Object location annotation data:
* * * * * * * * *

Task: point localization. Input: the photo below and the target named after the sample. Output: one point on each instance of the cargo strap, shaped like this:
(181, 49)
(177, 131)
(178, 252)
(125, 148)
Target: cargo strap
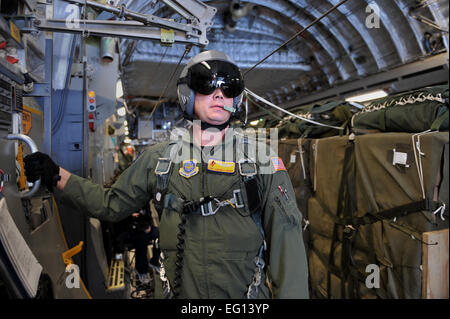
(437, 123)
(371, 217)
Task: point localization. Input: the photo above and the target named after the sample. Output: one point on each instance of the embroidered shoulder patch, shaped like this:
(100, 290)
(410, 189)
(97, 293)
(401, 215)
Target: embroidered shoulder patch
(221, 166)
(188, 168)
(278, 164)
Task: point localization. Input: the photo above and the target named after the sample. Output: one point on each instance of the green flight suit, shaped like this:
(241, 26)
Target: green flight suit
(219, 249)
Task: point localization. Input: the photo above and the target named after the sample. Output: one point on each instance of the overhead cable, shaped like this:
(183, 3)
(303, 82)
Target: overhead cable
(296, 35)
(287, 112)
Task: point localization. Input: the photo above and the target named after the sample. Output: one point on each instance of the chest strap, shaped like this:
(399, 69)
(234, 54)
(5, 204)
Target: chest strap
(163, 171)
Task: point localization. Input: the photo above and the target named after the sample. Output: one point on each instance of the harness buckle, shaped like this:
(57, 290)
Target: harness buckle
(253, 170)
(207, 209)
(163, 169)
(238, 202)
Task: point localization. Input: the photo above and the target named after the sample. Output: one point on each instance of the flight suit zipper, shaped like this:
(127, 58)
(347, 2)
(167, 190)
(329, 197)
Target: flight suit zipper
(205, 249)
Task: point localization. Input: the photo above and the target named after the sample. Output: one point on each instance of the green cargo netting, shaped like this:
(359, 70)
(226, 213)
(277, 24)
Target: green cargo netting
(412, 112)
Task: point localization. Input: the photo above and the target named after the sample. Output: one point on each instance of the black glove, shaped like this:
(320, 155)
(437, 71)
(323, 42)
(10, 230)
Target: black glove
(40, 165)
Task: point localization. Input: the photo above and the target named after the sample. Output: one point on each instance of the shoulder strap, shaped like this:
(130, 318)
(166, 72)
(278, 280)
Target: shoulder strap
(163, 172)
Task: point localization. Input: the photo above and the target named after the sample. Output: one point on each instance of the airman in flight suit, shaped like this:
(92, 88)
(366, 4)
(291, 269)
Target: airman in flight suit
(228, 215)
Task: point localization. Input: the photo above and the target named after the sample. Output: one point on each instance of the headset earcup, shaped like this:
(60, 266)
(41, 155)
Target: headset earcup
(186, 98)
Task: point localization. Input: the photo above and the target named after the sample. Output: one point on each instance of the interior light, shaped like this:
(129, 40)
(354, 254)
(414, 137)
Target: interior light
(367, 96)
(121, 111)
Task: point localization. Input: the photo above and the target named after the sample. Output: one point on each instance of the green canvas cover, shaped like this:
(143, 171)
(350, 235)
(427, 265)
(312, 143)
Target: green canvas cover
(334, 113)
(366, 206)
(412, 112)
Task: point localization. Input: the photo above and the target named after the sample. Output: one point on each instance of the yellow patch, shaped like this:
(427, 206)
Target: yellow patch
(221, 166)
(188, 168)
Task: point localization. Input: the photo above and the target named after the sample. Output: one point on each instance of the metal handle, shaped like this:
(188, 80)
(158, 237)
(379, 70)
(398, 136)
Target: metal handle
(34, 149)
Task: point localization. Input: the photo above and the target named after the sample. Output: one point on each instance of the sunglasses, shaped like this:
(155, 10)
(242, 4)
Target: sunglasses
(207, 76)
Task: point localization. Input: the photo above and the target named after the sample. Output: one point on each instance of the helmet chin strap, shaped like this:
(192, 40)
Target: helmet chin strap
(220, 127)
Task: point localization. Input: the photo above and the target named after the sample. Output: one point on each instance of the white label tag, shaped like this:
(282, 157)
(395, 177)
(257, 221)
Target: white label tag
(293, 158)
(400, 158)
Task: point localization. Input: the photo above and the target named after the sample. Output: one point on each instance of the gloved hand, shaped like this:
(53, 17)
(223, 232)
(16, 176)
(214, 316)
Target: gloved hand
(40, 165)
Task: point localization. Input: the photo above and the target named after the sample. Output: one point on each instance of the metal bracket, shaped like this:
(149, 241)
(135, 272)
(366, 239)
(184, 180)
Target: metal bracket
(144, 26)
(39, 90)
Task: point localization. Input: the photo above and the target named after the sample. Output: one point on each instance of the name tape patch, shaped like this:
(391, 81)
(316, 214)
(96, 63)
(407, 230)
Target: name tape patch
(189, 168)
(221, 166)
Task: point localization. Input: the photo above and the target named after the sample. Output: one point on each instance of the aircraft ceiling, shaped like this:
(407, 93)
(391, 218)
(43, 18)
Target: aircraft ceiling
(340, 48)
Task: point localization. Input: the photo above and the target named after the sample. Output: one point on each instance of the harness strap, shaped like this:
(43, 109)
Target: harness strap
(163, 172)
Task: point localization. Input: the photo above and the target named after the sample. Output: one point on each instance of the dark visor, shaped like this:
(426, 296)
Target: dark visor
(205, 77)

* * * * * * * * *

An exact transcription of all the entries is required, without the pictures.

[WORKED SOLUTION]:
Task: point localization. Input: the photo below and the target named after the sample. Output: one point on each instance of the cargo strap, shaped like this:
(181, 49)
(177, 131)
(178, 252)
(125, 148)
Target: cargo strap
(437, 123)
(371, 217)
Task: point localization. Input: the photo above and the target named after the sample. Output: one point on each instance of the embroidered shoulder patch, shaped like this:
(100, 290)
(410, 189)
(97, 293)
(401, 215)
Target: embroidered shoulder patch
(221, 166)
(188, 168)
(278, 164)
Task: point localization. Input: the photo above and the target named after the sample. Output: one point on each instance of the green flight suit, shaped like this:
(241, 26)
Target: green flight suit
(219, 249)
Task: point localization. Input: the photo above and the target named after the sample. Output: one point on each instance of the overhead cable, shaped like this:
(183, 3)
(303, 82)
Target: overhead cable
(296, 35)
(287, 112)
Task: point localization. Input: the photo above and the target named after the sample. Output: one point on each instance of the chest strap, shaped like this:
(399, 69)
(234, 54)
(5, 204)
Target: chest strap
(163, 171)
Task: point localization. Input: the photo above and the target named after the sample. Output: one point on each instance of the harness buckle, shaped like this:
(57, 290)
Target: harness buckle
(253, 170)
(207, 209)
(163, 169)
(238, 202)
Task: point localization. Input: the photo above and the target named after the sample. Output: one point on each instance of the flight suit zipper, shaped like this:
(127, 58)
(347, 2)
(167, 190)
(329, 197)
Target: flight suit zipper
(205, 249)
Task: point localization. Input: the photo above and the target named after the sample. Output: one point on each instance of the green cargo netting, shaped like this:
(359, 70)
(226, 213)
(277, 24)
Target: green cargo netting
(412, 112)
Task: point localization. Input: the photo above and the target named after the sample. Output: one point on each instance of the black glove, shaped like this:
(320, 155)
(437, 71)
(323, 42)
(10, 230)
Target: black glove
(40, 165)
Task: point localization. Input: the photo above and the target named after the sample. Output: one point on each instance of the shoulder strap, shaped like this:
(130, 318)
(166, 72)
(278, 280)
Target: shoulder strap
(163, 172)
Task: point localization. Input: the photo above and the target named after the sample. Output: one point on each instance of the airman in flight suit, shaped like this:
(92, 88)
(366, 4)
(291, 269)
Target: airman in flight suit
(228, 215)
Task: point localization. Input: the photo above and the target named after the sample. Output: one point on each instance of the headset earcup, shaped like this:
(60, 266)
(41, 155)
Target: headset earcup
(186, 98)
Task: point localization. Input: the photo above and the target named after the sample. Output: one point on each instance of the interior light, shaped like this:
(129, 40)
(354, 254)
(414, 137)
Target: interior light
(367, 96)
(121, 111)
Task: point localization. Input: the photo above and the target named after the sample. Output: one point on each instance of the green canvas cover, shaped like this:
(143, 171)
(350, 235)
(427, 265)
(312, 143)
Target: green canvas cover
(334, 113)
(366, 206)
(412, 112)
Task: point localization. Input: the photo above and the target named after the sample. Output: one point on each instance of the yellow patch, shaped like this:
(427, 206)
Target: yellow patch
(221, 166)
(188, 168)
Task: point localization. Input: the photo above and the target named after the sample. Output: one point on each instance of the metal handle, shaped like this:
(188, 80)
(158, 237)
(379, 70)
(398, 136)
Target: metal handle
(34, 149)
Task: point localization. Input: the photo above and the target named after the sample. Output: one point on each instance of the sunglasses, shaped like this:
(155, 10)
(242, 4)
Target: sunglasses
(207, 76)
Task: point localization. Input: the photo above and the target named after the sample. Output: one point on each instance of the helmet chin strap, shaped like this:
(192, 40)
Target: helmet chin strap
(220, 127)
Task: point localization. Input: the photo above and the target named after the sample. Output: one point on each instance of the white label tag, shaped like this:
(282, 157)
(395, 177)
(257, 221)
Target: white label tag
(293, 158)
(400, 158)
Task: point localization. Input: the photo above and the target named after the sample. Output: one point on each instance of the gloved hand, shaped like this:
(53, 17)
(223, 232)
(16, 176)
(214, 316)
Target: gloved hand
(40, 165)
Task: point localization. Input: the photo above and the target named after the sample. Output: one point on each instance of the metal bracket, shaped like this:
(149, 241)
(135, 272)
(366, 239)
(184, 180)
Target: metal bracket
(144, 26)
(39, 90)
Task: point localization. Input: the photo above and the target named after the sample. Output: one point on each instance of the name tape patch, shaped like this:
(391, 81)
(316, 214)
(96, 63)
(407, 230)
Target: name tape patch
(189, 168)
(221, 166)
Task: point localization. Input: the photo above and the target named after the sample. Output: one point on each instance of the aircraft ceiling, shaped like this:
(407, 93)
(391, 218)
(43, 18)
Target: aircraft ceiling
(340, 48)
Task: point localization. Input: the photo above and the target named after the sample. Output: one point on each instance of the harness strap, shaped like this:
(43, 109)
Target: harness strap
(163, 172)
Task: point localization. Input: the photo above and the target named after the sample. Output: one point on each instance of the dark visor, shaped like this:
(426, 296)
Target: dark visor
(205, 77)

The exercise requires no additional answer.